_Written problem_:
Lay out everything in the records below from the line that contains "Reviewer note: every instance of the black crash" down through the line that contains "column 382, row 230", both ends included, as a Markdown table with the columns No. and Line. Give each line a row number, and leave out blank lines and the pictures.

Records of labeled points
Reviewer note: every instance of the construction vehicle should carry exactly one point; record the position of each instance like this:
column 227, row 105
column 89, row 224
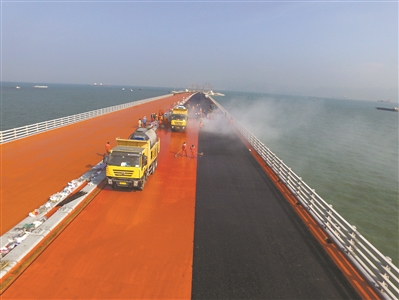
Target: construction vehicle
column 134, row 159
column 179, row 118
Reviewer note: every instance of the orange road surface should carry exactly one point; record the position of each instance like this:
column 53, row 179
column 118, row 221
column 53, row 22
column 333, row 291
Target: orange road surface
column 34, row 168
column 125, row 244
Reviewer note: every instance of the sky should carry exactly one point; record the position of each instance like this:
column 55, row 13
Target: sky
column 314, row 48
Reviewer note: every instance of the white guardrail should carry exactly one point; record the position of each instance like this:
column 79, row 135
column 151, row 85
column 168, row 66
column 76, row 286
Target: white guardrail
column 377, row 268
column 24, row 131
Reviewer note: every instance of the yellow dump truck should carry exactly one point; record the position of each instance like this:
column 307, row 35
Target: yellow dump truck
column 179, row 118
column 134, row 159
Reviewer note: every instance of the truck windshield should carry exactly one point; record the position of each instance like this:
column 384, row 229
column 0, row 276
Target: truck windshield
column 179, row 117
column 124, row 159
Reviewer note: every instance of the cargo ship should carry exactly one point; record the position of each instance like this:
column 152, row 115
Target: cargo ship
column 389, row 109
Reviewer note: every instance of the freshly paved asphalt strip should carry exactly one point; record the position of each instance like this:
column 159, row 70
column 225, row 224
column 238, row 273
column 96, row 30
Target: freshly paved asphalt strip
column 248, row 241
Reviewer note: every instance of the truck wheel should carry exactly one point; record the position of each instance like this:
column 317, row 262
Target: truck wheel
column 141, row 187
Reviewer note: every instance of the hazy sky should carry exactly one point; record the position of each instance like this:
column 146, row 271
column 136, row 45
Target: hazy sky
column 326, row 48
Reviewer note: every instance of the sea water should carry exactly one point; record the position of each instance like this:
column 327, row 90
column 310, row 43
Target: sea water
column 346, row 150
column 28, row 105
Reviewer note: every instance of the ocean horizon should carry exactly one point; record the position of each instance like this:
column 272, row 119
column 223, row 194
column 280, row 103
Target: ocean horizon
column 345, row 149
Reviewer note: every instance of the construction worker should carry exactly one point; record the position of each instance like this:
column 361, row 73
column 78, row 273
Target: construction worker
column 192, row 148
column 108, row 148
column 184, row 149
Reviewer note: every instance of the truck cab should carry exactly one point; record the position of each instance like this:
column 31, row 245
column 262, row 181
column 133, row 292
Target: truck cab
column 133, row 160
column 179, row 118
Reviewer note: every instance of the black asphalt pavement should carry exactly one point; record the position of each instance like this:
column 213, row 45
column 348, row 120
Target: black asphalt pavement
column 248, row 241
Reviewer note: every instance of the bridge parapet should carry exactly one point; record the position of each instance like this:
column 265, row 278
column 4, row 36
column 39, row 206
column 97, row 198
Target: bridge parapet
column 28, row 130
column 375, row 267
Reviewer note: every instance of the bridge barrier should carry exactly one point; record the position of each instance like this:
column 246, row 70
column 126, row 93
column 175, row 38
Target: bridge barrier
column 376, row 268
column 28, row 130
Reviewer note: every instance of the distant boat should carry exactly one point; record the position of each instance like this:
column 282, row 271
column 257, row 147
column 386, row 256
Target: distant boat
column 389, row 109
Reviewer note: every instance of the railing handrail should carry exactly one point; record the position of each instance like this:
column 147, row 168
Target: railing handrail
column 375, row 267
column 9, row 135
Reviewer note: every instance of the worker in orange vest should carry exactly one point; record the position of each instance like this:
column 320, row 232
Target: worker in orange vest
column 192, row 148
column 184, row 149
column 108, row 148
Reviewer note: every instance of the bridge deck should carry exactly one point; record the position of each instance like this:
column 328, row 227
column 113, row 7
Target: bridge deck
column 211, row 227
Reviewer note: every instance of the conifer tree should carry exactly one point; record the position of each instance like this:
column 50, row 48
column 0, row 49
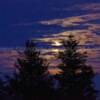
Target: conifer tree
column 29, row 79
column 2, row 92
column 76, row 78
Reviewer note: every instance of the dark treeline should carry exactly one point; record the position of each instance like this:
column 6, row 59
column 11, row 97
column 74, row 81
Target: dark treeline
column 31, row 81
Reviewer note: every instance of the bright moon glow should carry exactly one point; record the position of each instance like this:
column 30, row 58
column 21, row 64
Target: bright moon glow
column 55, row 50
column 56, row 43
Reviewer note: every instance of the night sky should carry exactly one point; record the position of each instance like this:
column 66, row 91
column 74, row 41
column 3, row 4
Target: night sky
column 49, row 21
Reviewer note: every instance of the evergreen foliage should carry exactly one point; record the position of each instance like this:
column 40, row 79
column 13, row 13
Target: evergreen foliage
column 76, row 79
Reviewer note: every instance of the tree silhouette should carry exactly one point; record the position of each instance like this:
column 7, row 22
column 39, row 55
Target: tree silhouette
column 29, row 82
column 2, row 92
column 76, row 78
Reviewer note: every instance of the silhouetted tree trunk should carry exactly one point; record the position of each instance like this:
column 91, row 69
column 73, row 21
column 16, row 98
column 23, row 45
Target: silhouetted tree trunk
column 76, row 78
column 29, row 81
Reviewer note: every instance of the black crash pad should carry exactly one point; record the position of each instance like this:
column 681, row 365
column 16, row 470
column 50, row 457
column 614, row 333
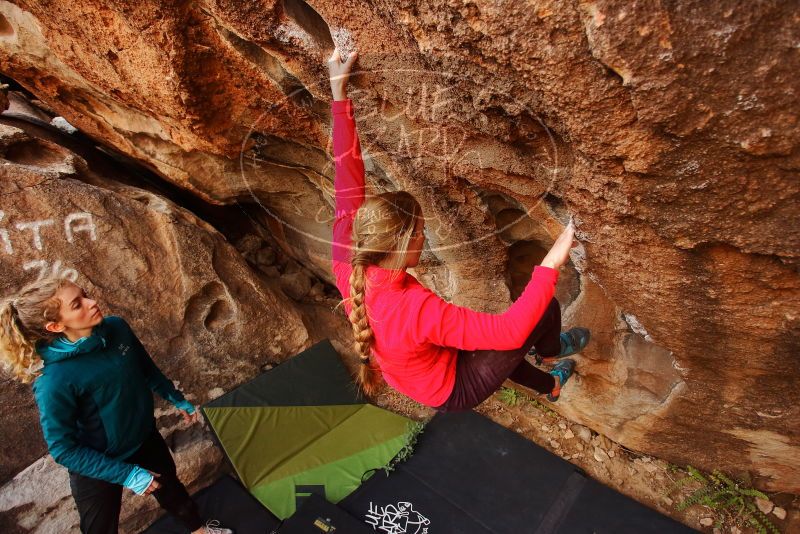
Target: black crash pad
column 315, row 377
column 227, row 501
column 469, row 474
column 318, row 516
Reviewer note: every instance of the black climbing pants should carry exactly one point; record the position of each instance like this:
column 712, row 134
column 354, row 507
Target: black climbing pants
column 479, row 373
column 99, row 501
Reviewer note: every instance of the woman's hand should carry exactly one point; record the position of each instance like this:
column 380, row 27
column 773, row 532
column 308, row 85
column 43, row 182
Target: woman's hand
column 559, row 252
column 154, row 485
column 189, row 418
column 339, row 73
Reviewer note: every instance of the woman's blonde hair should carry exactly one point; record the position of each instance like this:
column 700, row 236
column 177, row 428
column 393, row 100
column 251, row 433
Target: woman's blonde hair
column 22, row 323
column 382, row 230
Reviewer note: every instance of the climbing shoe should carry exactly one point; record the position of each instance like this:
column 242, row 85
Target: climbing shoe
column 572, row 341
column 562, row 371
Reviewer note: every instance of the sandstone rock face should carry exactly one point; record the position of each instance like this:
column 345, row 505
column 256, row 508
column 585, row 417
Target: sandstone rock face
column 669, row 132
column 207, row 319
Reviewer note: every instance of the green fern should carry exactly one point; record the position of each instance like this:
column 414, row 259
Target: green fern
column 510, row 396
column 415, row 428
column 730, row 498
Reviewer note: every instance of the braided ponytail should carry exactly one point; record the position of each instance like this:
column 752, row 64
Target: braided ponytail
column 382, row 231
column 368, row 376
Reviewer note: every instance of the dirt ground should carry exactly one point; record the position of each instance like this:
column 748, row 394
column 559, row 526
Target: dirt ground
column 649, row 480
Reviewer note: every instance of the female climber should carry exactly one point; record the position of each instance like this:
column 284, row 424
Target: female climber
column 93, row 382
column 441, row 355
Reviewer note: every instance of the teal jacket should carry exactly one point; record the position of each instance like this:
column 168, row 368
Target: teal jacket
column 95, row 399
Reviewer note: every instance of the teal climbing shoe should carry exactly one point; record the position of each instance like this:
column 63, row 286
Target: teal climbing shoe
column 563, row 370
column 572, row 341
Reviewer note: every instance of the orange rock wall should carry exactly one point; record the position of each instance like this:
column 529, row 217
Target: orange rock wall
column 669, row 131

_Final answer_:
| No. | Line |
|---|---|
| 1 | Reviewer note: every instance of the black crash pad should carry exactly one point; record the position of each instance like this: |
| 2 | column 681, row 365 |
| 3 | column 16, row 470 |
| 4 | column 50, row 457 |
| 5 | column 614, row 333 |
| 6 | Target: black crash pad |
| 7 | column 315, row 377 |
| 8 | column 227, row 501 |
| 9 | column 469, row 474 |
| 10 | column 318, row 516 |
| 11 | Reviewer note: every instance of the black climbing pants should carry exactly one point; record the position of each instance like this: |
| 12 | column 712, row 134 |
| 13 | column 354, row 507 |
| 14 | Target: black climbing pants |
| 15 | column 479, row 373 |
| 16 | column 99, row 501 |
| 17 | Reviewer note: every instance of the woman's hand should carry exactly one point; record the position of each instance like this: |
| 18 | column 380, row 27 |
| 19 | column 773, row 532 |
| 20 | column 308, row 85 |
| 21 | column 43, row 182 |
| 22 | Target: woman's hand |
| 23 | column 559, row 252 |
| 24 | column 154, row 485 |
| 25 | column 189, row 418 |
| 26 | column 339, row 73 |
| 27 | Reviewer note: every instance of the woman's blonde hair should carry exactly one point; record the position of each instance like this: |
| 28 | column 700, row 236 |
| 29 | column 177, row 428 |
| 30 | column 393, row 100 |
| 31 | column 251, row 433 |
| 32 | Target: woman's blonde hair |
| 33 | column 22, row 323 |
| 34 | column 382, row 230 |